* _Document section_:
-- START --

This issue tracker has been migrated to GitHub, and is currently read-only.
For more information, see the GitHub FAQs in the Python's Developer Guide.

classification
Title: Add Japanese legacy encodings
Type: enhancement Stage: patch review
Components: Library (Lib) Versions: Python 3.5
process
Status: open Resolution:
Dependencies: Superseder:
Assigned To: Nosy List: ishimoto, lemburg, loewis, methane, r.david.murray, serhiy.storchaka, t2y, vstinner
Priority: normal Keywords: patch

Created on 2014-12-14 14:34 by t2y, last changed 2022-04-11 14:58 by admin.

Files
File name Uploaded Description Edit
add-japanese-legacy-encoding1.patch t2y, 2014-12-14 14:34 Add Japanese legacy encodings review
Repositories containing patches
https://bitbucket.org/t2y/cpython/#japanese-legacy-encoding
Messages (9)

-- END --

* _Written request 1_:
Based on the issue page above, decide whether each statement is true: (a) The issue is for Python 3.5. (b) The issue's status is closed. (c) The patch file was uploaded by methane. For each, answer yes or no and quote the words from the issue page that decide it.
* _Written request 2_:
Translate this sentence from the issue page above into Spanish: "This issue tracker has been migrated to GitHub, and is currently read-only."
* _Written request 3_:
List every username on the nosy list of the issue page above.

* _Collected data entries_:
-- START --

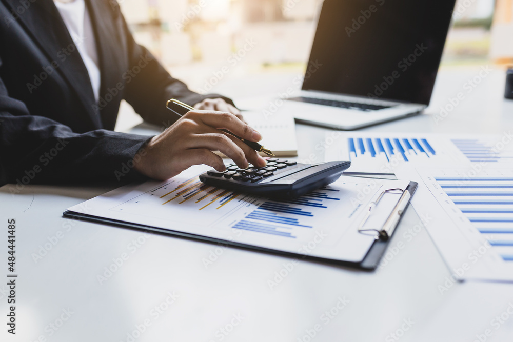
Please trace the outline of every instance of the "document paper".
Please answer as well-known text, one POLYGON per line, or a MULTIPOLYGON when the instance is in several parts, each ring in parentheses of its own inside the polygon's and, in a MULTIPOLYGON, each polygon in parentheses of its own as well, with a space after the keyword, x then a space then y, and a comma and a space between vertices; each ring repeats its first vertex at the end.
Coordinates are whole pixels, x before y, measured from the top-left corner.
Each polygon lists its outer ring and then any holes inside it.
MULTIPOLYGON (((405 189, 409 183, 342 176, 297 198, 277 200, 205 185, 198 176, 210 169, 198 166, 165 182, 127 185, 68 209, 279 251, 360 262, 375 240, 374 235, 358 231, 371 201, 384 190, 405 189)), ((392 204, 398 199, 392 198, 392 204)))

-- END --

* _Correct result 1_:
(a) Yes: "Versions: Python 3.5"
(b) No: "Status: open"
(c) No: "add-japanese-legacy-encoding1.patch t2y, 2014-12-14 14:34"

* _Correct result 2_:
Este gestor de incidencias se ha migrado a GitHub y actualmente es de solo lectura.

* _Correct result 3_:
ishimoto, lemburg, loewis, methane, r.david.murray, serhiy.storchaka, t2y, vstinner